Character of Italy’s Sacrifice.

“I mean giving up a little to gain enormously more. Social welfare is, at one and the same time, the sum of individual sacrifices and the salvation of the individual. Life is safe, property is safe, personal liberty is safe, constitutionalism survives, only if individuals and classes offer up their selfish interest on the altar of social well-being. Six hundred thousand italian boys sacrificed their lives, and more than a million sacrificed bodily soundness, in order that Italian territory might be inviolate and Italian citizens free. Our armies fought for nothing else. Considered by itself, it seems and is a colossal sacrifice; but it was a little thing to give for Italy.

“When we ask labor to be just to capital, or ask capital to be just to labor; when we ask either to forego a ruthless use of its power in its own apparent immediate interests; when we ask both to be socially conscious and considerate, we are urging the principle of sacrifice. But it is that kind of sacrifice which serves both him who makes it and him for whom it is made. It is the only principle compatible with orderly and happy human life. When the fascisti destroyed bolshevism in Italy—bolshevism will hate us—they compelled the bolshevists to make a sacrifice. It was the sacrifice, however, of only the privilege the bolshevists were claiming to ruin us all, including themselves.

“It cannot be too strongly affirmed that Fascismo is not an enemy of true liberty. It is an enemy of false liberty. It is an enemy of the liberty of one person or of any group of persons to take away the liberty of another person, or of the nation as a whole. Our point of view is that when we assert the rights of society we are asserting the rights of every member and of every element belonging to that society. No individual rights or liberties are secure in a State whose national rights and liberties are not secure. Upon social justice rests all justice; social justice is essential to social equilibrium; and social equilibrium is another name for civilization.

Fascismo Opposed to False Liberty.

“Fascismo has committed acts of force; I neither deny nor condemn them. It had colossal difficulties to overcome. Civil war is one of the saddest phenomena of history, but it is not so sad as is the degradation of high national aims. Cromwell and Lincoln faced civil war. And who shall say that the blood shed at Gettysburg contributed less than did the blood shed in the War of Independence to the unity and greatness of the American nation? The Romans used toi say, ‘resecare advivum.’ Fascismo has been obliged to cut into the living flesh to restore the health of the Italian nation. It remembers its dead with passion and with reverence, and considers that they died, n ot for Fascismo, but for Italy.

**Dataset records**.

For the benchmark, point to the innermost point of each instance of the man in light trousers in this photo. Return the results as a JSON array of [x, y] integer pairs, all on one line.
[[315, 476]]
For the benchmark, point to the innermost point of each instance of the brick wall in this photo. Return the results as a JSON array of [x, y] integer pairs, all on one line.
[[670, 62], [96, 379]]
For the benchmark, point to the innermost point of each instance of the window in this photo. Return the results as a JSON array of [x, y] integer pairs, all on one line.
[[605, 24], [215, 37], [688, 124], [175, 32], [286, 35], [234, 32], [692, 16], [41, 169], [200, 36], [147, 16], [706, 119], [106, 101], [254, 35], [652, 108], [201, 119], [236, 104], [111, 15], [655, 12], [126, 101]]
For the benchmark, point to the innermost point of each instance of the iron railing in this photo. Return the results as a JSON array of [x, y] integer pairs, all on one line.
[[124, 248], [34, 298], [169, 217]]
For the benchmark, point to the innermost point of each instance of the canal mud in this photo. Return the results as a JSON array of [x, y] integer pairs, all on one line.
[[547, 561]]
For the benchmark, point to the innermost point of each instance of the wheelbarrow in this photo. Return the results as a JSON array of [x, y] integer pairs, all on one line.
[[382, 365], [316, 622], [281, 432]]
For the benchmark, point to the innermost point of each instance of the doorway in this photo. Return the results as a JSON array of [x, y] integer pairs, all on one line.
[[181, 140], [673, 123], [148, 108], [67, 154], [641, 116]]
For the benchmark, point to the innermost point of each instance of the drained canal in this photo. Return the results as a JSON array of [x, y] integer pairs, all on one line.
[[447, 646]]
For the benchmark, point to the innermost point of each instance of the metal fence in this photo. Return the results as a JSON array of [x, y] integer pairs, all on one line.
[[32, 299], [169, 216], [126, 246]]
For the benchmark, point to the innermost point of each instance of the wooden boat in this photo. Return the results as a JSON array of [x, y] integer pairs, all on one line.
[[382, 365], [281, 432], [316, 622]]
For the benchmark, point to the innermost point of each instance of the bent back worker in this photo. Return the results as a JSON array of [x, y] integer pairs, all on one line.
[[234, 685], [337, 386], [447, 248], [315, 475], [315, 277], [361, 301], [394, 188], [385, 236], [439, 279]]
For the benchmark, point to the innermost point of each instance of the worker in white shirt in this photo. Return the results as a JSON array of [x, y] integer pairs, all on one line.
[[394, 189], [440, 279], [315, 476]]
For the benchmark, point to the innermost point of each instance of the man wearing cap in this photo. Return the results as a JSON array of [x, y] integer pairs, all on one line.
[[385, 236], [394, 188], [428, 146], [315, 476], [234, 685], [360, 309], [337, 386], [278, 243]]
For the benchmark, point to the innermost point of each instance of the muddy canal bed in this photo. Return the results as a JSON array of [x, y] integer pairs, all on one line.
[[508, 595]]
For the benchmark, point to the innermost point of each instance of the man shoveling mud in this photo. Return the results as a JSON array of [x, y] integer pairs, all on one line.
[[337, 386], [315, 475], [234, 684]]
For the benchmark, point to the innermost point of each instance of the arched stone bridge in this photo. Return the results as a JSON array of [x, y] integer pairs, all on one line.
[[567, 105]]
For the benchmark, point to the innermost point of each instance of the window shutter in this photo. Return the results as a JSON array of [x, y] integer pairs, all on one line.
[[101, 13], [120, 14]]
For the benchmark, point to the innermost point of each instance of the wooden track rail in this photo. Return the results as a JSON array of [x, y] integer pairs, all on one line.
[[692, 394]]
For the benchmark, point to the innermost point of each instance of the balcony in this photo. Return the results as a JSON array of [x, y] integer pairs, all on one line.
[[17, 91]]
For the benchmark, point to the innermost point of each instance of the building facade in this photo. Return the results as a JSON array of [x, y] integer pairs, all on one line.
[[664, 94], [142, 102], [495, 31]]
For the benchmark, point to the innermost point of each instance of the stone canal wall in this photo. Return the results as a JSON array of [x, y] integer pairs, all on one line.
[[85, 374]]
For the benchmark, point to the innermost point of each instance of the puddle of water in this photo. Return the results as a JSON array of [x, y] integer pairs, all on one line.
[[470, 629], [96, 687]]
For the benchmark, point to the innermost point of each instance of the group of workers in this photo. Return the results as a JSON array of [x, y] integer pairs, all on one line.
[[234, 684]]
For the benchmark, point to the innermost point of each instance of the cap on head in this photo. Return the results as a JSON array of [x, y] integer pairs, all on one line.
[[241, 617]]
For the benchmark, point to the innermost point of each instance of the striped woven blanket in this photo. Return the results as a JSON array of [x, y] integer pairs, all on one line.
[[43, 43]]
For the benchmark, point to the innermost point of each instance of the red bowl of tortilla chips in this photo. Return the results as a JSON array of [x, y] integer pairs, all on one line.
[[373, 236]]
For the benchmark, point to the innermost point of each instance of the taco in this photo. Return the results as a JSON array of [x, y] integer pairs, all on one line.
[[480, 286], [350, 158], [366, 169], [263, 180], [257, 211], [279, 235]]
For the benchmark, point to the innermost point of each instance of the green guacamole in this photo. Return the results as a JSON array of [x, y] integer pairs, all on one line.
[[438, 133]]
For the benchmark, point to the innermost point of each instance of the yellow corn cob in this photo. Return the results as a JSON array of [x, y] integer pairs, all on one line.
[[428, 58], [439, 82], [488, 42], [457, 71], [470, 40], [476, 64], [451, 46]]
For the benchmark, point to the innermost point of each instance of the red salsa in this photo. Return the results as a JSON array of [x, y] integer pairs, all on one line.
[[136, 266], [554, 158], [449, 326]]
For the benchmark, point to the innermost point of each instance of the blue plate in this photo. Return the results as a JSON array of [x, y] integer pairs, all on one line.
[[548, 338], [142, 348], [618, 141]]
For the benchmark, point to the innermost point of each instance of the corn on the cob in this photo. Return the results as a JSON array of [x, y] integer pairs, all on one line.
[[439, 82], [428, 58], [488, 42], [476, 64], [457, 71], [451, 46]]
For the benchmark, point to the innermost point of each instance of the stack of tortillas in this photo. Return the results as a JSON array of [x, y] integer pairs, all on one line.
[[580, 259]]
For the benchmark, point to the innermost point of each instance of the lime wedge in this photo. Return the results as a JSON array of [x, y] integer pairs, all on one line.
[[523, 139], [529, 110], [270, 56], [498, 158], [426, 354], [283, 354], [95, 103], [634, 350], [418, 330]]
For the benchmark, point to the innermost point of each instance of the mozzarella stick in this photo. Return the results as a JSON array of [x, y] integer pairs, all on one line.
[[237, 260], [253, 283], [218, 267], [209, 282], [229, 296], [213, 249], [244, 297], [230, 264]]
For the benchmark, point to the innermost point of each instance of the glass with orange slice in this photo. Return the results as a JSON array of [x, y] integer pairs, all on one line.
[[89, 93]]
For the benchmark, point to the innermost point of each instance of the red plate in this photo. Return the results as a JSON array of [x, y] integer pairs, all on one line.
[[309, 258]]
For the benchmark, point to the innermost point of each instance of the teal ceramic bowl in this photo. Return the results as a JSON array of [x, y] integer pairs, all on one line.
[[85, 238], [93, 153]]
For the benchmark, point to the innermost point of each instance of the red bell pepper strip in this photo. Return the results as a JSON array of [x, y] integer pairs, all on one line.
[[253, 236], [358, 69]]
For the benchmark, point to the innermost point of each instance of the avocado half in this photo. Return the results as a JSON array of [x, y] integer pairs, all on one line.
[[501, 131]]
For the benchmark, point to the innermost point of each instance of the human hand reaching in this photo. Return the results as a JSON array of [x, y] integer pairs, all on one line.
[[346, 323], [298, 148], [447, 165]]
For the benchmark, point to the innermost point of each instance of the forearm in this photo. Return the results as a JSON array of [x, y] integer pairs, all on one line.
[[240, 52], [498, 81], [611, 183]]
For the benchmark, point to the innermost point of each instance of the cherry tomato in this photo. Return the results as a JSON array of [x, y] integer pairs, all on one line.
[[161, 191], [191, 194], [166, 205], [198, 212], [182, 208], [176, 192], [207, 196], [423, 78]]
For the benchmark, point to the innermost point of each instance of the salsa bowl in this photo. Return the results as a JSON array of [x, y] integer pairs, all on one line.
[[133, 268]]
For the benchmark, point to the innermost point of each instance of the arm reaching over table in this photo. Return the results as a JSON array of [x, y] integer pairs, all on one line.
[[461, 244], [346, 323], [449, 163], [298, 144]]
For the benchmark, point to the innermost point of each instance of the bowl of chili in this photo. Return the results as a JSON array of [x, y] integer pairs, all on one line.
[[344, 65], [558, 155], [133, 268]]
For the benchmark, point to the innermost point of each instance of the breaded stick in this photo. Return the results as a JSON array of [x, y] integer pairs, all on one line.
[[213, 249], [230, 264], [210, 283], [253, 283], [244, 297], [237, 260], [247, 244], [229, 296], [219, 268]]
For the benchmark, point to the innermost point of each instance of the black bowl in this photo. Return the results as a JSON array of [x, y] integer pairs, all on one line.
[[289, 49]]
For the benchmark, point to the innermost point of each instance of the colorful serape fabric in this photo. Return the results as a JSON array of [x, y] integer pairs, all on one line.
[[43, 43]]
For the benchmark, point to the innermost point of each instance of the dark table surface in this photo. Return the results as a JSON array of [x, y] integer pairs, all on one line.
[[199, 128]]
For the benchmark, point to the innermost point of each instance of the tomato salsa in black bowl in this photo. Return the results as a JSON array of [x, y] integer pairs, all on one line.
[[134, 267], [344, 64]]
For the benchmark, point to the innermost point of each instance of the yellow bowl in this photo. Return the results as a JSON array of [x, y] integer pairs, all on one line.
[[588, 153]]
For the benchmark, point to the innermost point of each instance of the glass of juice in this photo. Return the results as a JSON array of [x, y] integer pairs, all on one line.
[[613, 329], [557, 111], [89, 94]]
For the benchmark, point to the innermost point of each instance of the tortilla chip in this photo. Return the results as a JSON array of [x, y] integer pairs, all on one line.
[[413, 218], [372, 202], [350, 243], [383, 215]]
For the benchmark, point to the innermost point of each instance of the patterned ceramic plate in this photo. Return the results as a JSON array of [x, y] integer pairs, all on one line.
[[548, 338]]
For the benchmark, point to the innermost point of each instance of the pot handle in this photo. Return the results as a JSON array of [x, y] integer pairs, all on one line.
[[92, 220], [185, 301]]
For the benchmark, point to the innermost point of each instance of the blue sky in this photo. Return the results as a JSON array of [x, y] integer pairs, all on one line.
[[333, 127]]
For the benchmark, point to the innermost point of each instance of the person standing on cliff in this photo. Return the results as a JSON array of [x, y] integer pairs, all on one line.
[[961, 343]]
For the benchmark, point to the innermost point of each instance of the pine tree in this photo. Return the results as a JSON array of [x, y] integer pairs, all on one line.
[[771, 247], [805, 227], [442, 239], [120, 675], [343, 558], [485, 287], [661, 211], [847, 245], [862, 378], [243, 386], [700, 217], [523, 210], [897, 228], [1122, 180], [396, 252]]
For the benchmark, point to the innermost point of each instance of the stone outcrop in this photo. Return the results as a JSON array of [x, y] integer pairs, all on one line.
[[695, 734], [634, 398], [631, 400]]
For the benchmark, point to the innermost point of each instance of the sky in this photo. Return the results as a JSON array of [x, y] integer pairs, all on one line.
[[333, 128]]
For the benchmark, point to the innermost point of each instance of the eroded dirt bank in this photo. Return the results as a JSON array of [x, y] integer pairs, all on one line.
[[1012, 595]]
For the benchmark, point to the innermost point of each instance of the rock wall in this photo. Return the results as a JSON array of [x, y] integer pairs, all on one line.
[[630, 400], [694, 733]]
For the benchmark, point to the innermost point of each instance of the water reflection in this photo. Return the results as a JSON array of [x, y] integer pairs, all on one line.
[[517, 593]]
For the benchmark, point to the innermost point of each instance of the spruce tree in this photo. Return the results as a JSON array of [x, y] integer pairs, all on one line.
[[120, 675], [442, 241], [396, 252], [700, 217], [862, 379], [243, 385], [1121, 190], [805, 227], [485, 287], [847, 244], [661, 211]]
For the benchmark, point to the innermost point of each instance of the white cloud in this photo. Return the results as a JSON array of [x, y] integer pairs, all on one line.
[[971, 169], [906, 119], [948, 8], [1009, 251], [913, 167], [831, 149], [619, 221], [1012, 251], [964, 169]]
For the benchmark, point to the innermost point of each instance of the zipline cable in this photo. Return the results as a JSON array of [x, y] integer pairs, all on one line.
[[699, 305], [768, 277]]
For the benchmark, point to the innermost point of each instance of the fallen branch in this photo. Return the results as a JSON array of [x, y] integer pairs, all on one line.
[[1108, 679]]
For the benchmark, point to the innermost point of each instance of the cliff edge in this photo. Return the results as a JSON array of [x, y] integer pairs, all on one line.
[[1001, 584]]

**Instructions**.
1. According to the passage about Italy's sacrifice and Fascismo, how many Italian boys sacrificed their lives?
2. Reproduce the passage about Italy's sacrifice and Fascismo word for word, starting at "Fascismo Opposed to" and ending at "but for Italy.".
Rely only on the passage about Italy's sacrifice and Fascismo to complete the tasks.

**Results by task**.
1. Six hundred thousand Italian boys sacrificed their lives.

2.
Fascismo Opposed to False Liberty.

“Fascismo has committed acts of force; I neither deny nor condemn them. It had colossal difficulties to overcome. Civil war is one of the saddest phenomena of history, but it is not so sad as is the degradation of high national aims. Cromwell and Lincoln faced civil war. And who shall say that the blood shed at Gettysburg contributed less than did the blood shed in the War of Independence to the unity and greatness of the American nation? The Romans used toi say, ‘resecare advivum.’ Fascismo has been obliged to cut into the living flesh to restore the health of the Italian nation. It remembers its dead with passion and with reverence, and considers that they died, n ot for Fascismo, but for Italy.